El insomnio es más que acostarse y quedarse mirando el techo. Se trata de la dificultad para conciliar o mantener el sueño y hoy se vive como una epidemia silenciosa. Detrás de ese desvelo hay un sistema de alerta hiperactivo y un reloj biológico desajustado; la luz a deshora, el estrés constante, las pantallas nocturnas y la prisa desenfrenada empujan al organismo a operar fuera de ritmo.
Cuando el sueño se corta una y otra vez, se desregulan sistemas que deberían coordinarse como una orquesta. Aparecen la presión arterial alta, alteraciones del colesterol LDL y HDL, ganancia de peso, resistencia a la insulina, hasta diabetes tipo 2 y síndrome metabólico. En paralelo, la mente paga su cuota con irritabilidad, ansiedad, frustración, fallas de atención y, con el tiempo, mayor riesgo de síntomas depresivos. Dormir mal desequilibra el metabolismo, incrementa la inflamación y altera el estado de ánimo.

REGISTROS:
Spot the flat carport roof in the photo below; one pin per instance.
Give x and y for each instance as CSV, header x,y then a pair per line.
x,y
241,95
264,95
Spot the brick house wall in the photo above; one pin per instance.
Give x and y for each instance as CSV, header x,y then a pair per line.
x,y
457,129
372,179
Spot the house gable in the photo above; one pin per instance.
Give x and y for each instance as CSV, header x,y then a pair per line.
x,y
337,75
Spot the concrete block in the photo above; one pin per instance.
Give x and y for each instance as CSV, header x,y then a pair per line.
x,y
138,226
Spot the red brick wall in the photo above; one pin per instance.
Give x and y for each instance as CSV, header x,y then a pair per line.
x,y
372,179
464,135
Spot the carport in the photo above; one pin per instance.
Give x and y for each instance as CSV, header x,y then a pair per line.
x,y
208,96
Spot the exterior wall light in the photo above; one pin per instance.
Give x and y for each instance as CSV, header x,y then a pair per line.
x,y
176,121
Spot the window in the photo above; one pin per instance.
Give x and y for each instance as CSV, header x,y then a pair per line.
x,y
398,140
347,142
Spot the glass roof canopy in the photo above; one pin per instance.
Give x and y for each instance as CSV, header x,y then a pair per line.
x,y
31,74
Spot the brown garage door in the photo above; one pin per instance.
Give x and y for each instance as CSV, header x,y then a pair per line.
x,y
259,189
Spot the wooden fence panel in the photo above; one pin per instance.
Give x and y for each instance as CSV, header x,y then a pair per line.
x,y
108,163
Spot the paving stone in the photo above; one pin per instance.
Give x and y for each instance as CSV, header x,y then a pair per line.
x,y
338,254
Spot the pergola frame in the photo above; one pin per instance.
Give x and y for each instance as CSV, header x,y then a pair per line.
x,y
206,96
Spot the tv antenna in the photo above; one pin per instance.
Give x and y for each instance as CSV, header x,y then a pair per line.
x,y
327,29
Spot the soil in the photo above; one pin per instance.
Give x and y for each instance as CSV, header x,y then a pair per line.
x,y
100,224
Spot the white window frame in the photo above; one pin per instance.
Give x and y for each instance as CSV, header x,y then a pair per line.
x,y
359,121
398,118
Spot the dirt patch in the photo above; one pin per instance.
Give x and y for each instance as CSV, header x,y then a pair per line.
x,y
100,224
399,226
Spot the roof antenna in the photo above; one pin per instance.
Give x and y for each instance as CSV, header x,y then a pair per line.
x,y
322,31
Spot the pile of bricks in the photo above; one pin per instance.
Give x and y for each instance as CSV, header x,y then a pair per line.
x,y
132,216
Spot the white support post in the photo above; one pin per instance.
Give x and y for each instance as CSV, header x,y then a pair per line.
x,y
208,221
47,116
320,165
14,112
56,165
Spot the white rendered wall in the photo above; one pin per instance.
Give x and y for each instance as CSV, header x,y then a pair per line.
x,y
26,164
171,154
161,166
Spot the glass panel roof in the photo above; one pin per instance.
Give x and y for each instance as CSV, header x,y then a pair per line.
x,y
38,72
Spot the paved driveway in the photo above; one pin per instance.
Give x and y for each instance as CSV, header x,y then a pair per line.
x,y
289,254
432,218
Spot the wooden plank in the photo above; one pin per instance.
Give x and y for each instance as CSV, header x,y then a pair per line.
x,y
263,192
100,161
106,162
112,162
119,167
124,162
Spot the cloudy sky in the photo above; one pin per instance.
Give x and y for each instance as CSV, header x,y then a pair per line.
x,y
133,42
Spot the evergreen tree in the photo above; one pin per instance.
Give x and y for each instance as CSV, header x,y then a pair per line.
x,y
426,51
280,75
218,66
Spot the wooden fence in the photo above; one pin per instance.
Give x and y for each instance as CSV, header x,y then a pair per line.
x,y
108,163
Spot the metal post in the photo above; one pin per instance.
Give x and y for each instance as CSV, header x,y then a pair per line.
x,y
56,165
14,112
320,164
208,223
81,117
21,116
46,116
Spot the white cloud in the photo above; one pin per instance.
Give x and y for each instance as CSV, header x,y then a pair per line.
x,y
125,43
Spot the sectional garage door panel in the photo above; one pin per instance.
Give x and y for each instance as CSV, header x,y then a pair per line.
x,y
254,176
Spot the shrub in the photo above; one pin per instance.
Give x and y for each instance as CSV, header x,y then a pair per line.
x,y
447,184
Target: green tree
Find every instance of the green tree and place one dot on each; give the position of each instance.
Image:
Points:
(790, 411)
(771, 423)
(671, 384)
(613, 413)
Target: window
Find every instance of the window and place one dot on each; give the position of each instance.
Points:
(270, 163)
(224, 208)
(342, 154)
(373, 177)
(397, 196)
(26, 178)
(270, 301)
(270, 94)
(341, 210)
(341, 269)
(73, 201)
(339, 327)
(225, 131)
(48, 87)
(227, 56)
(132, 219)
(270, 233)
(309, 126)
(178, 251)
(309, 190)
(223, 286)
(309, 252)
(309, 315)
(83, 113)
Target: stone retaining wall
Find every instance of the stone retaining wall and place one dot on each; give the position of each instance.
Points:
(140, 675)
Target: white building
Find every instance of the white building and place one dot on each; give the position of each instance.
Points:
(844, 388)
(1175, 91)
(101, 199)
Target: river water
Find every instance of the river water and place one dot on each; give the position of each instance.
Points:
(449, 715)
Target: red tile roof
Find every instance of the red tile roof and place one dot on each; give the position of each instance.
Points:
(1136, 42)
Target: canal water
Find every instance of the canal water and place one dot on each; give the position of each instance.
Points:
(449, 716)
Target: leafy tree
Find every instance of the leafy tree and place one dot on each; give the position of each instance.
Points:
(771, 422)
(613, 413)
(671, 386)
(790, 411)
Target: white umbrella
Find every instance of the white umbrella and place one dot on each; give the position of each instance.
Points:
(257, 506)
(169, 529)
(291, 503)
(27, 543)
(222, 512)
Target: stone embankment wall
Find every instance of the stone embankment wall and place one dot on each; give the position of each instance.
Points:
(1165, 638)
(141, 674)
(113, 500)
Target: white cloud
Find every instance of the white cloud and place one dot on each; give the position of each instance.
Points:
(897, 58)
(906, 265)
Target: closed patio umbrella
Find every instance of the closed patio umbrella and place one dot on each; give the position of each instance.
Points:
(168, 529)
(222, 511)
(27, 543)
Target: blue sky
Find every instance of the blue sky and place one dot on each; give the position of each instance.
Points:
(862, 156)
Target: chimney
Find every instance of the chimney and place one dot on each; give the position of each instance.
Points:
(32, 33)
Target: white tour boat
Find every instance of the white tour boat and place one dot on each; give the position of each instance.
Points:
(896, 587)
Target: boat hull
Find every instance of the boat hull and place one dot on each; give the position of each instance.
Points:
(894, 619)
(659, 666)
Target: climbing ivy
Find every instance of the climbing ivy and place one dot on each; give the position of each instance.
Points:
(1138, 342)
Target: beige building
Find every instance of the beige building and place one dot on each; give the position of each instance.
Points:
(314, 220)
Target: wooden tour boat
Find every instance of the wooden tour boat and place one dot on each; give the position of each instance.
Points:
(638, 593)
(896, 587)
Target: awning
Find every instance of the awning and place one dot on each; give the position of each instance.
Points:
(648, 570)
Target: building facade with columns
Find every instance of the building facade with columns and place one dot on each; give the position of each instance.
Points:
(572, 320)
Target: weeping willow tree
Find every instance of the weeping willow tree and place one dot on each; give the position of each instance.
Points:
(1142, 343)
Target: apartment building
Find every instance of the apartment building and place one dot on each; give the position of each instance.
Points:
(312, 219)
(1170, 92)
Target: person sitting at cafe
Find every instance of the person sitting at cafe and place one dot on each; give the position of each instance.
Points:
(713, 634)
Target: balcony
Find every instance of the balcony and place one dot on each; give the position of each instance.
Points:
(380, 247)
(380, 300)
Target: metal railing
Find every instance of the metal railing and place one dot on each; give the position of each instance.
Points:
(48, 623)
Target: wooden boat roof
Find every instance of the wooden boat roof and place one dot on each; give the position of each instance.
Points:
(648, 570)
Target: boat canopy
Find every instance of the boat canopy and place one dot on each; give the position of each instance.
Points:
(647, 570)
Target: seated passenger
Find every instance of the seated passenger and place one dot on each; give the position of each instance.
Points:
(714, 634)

...

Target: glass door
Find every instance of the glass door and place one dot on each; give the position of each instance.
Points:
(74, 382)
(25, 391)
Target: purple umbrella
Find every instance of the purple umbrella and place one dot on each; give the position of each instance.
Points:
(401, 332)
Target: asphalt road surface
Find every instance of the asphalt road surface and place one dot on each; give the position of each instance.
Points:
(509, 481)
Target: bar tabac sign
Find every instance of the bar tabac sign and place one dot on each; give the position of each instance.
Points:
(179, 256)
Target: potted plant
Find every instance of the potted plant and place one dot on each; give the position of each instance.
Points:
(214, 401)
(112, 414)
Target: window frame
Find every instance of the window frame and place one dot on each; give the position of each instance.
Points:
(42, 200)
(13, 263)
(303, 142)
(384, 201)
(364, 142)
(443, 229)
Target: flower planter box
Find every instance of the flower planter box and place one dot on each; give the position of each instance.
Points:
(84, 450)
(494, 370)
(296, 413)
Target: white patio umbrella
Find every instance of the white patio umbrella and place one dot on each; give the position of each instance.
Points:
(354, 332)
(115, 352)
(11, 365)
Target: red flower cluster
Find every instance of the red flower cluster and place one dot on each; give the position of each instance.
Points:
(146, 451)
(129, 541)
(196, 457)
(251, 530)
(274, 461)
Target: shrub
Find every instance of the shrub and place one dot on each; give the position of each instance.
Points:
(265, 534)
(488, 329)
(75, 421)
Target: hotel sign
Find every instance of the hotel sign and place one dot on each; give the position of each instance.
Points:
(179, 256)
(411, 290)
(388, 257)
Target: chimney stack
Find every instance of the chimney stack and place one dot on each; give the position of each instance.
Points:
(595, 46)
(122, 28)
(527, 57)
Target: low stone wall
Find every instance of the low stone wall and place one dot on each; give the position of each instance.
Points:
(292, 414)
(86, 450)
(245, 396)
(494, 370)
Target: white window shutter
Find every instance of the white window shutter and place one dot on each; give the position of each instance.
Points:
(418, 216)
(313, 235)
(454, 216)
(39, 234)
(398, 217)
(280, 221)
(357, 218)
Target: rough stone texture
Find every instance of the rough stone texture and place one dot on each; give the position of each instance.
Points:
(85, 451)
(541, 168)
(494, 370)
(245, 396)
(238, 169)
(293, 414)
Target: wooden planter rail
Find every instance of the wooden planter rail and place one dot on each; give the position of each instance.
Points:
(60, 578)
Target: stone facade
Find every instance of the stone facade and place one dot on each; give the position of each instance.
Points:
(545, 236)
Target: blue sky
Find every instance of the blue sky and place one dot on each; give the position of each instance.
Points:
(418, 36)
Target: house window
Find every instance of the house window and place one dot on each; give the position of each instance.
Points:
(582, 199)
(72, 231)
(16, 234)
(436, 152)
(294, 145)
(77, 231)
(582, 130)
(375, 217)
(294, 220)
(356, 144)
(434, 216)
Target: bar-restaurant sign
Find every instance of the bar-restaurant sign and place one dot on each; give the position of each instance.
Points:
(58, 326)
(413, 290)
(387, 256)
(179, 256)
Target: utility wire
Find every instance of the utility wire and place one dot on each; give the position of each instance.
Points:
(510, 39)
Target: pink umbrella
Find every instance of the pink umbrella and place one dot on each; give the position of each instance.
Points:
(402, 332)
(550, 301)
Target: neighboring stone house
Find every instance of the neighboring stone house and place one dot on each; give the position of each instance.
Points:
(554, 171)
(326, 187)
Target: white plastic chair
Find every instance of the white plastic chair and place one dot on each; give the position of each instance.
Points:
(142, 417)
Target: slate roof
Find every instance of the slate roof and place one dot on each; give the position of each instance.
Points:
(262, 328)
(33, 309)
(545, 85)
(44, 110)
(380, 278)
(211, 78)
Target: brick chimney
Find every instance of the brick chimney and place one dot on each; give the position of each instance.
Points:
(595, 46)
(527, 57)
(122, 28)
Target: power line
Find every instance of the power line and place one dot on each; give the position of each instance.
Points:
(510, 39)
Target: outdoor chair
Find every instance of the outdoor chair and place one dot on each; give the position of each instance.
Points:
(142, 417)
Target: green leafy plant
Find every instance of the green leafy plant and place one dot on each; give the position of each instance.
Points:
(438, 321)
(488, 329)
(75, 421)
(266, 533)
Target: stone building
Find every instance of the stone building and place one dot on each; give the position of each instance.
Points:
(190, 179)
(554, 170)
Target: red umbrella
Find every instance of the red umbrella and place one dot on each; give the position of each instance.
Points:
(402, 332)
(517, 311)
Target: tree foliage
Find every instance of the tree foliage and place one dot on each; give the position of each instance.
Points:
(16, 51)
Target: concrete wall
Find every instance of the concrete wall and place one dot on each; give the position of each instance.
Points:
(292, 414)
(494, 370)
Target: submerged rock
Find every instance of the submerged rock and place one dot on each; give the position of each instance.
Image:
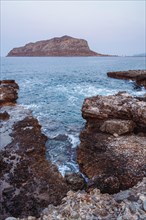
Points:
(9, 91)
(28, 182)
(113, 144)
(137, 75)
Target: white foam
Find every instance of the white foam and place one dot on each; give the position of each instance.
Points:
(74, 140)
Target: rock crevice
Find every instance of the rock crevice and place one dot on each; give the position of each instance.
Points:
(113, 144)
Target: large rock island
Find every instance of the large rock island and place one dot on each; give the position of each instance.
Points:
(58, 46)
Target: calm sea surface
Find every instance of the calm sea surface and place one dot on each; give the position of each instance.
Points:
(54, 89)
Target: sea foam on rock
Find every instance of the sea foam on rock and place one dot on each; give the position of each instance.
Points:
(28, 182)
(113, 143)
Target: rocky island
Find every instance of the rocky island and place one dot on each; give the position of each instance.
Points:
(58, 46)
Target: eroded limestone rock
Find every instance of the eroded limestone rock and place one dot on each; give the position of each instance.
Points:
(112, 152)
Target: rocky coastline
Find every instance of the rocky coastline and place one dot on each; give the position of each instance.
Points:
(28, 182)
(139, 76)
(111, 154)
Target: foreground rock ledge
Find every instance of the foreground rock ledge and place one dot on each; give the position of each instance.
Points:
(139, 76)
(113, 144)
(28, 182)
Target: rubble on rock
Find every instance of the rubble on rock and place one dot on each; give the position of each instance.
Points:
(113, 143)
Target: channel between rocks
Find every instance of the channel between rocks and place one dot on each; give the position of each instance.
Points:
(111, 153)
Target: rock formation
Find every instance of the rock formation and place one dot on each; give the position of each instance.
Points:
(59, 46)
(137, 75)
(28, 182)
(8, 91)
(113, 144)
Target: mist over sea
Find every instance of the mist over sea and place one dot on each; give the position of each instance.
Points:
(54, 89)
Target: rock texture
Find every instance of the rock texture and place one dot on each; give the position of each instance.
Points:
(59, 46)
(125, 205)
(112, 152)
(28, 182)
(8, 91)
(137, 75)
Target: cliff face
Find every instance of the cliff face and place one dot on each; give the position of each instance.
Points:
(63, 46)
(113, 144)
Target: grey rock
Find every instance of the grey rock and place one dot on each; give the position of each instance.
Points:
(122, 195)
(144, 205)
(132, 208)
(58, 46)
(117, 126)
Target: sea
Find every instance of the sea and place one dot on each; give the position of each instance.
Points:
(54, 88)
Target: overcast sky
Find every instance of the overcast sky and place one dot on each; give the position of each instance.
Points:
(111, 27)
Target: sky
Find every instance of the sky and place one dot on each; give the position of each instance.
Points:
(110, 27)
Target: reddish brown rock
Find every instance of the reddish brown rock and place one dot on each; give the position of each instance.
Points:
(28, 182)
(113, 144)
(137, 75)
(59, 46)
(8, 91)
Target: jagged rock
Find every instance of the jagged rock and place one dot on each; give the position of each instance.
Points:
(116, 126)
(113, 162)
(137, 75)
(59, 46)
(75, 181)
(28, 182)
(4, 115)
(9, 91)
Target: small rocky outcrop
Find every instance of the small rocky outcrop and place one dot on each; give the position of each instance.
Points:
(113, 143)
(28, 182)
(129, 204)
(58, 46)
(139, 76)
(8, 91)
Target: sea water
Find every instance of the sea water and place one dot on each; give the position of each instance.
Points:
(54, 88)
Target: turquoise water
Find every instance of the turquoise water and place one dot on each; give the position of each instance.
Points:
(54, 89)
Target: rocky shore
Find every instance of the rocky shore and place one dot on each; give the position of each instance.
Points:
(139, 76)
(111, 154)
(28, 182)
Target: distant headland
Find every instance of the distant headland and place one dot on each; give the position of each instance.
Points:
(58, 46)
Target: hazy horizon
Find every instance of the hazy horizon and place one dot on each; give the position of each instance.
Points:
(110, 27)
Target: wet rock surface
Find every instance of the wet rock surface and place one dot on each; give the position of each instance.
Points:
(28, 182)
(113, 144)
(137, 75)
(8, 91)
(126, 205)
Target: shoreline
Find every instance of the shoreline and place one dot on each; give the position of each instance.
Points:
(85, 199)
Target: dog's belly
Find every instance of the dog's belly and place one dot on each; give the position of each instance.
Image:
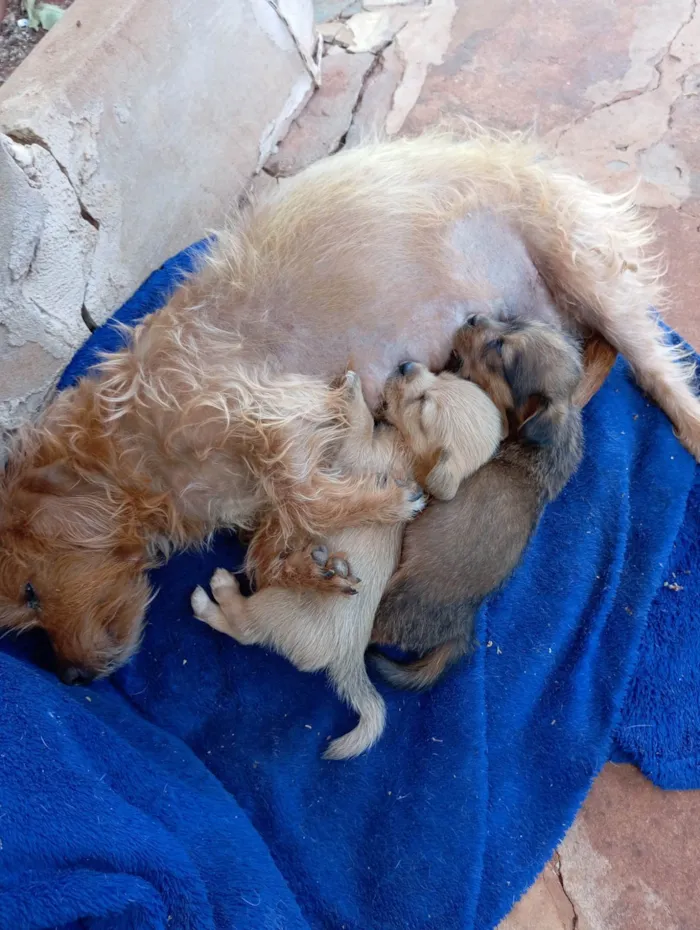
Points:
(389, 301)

...

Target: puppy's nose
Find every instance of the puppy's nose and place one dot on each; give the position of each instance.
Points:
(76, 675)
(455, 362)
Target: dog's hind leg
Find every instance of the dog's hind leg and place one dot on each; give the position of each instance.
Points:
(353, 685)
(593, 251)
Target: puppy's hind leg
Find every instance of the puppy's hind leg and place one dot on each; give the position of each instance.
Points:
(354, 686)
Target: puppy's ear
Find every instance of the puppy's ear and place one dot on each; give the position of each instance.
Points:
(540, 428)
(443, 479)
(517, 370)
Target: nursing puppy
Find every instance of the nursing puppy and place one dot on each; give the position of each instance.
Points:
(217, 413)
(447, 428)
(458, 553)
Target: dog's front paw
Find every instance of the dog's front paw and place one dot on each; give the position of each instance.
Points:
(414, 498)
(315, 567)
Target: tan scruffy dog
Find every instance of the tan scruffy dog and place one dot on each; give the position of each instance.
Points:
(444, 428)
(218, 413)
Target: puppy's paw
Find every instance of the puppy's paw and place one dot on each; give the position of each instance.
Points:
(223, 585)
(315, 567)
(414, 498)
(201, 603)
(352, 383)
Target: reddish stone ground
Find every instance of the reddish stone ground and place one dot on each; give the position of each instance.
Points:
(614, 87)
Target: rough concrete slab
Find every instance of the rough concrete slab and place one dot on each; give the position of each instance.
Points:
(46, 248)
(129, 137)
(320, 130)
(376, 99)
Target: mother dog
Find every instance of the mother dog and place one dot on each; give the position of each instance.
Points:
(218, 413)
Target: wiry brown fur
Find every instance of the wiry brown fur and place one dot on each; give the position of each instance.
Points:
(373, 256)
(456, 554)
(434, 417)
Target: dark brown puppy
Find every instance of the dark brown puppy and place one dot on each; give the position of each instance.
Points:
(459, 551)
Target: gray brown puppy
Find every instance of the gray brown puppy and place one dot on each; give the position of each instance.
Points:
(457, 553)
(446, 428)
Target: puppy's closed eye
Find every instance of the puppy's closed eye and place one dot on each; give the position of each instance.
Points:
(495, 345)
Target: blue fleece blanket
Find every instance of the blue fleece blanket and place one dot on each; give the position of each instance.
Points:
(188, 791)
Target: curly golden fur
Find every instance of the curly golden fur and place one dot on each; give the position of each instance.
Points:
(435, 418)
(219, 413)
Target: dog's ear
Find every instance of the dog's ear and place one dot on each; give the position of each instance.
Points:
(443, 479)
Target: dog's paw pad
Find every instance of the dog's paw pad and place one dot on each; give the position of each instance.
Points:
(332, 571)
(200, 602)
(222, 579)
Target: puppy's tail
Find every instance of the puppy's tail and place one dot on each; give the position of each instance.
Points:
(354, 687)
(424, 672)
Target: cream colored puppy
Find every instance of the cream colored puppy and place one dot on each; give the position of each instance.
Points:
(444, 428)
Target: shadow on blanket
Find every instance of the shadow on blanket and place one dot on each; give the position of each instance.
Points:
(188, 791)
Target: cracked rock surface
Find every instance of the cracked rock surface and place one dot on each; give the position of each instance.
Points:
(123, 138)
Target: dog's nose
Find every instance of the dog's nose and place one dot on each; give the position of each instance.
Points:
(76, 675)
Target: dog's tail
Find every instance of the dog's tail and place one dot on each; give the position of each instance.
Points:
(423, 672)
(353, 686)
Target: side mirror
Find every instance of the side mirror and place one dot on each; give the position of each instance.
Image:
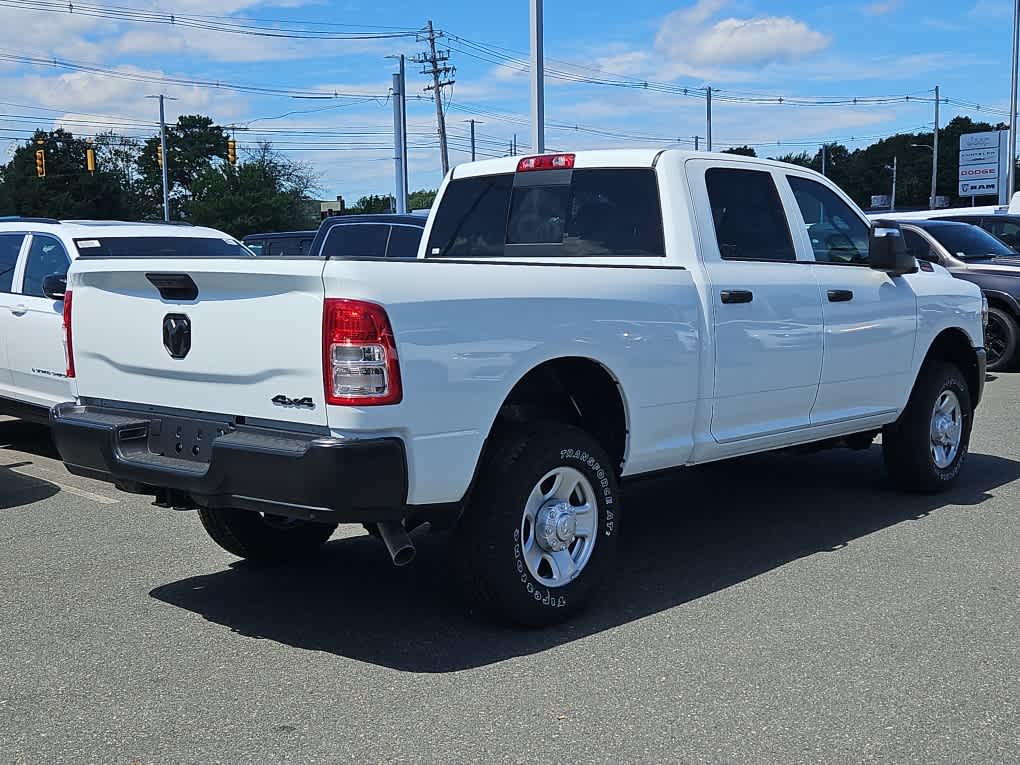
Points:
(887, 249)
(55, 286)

INSTRUCCIÓN DE TRABAJO 1:
Según el fragmento sobre el insomnio, ¿qué factores empujan al organismo a operar fuera de ritmo?
INSTRUCCIÓN DE TRABAJO 2:
Extrae literalmente del fragmento sobre el insomnio todo lo que va desde "El insomnio es" hasta "fuera de ritmo.".

RESPUESTA 1:
La luz a deshora, el estrés constante, las pantallas nocturnas y la prisa desenfrenada.

RESPUESTA 2:
El insomnio es más que acostarse y quedarse mirando el techo. Se trata de la dificultad para conciliar o mantener el sueño y hoy se vive como una epidemia silenciosa. Detrás de ese desvelo hay un sistema de alerta hiperactivo y un reloj biológico desajustado; la luz a deshora, el estrés constante, las pantallas nocturnas y la prisa desenfrenada empujan al organismo a operar fuera de ritmo.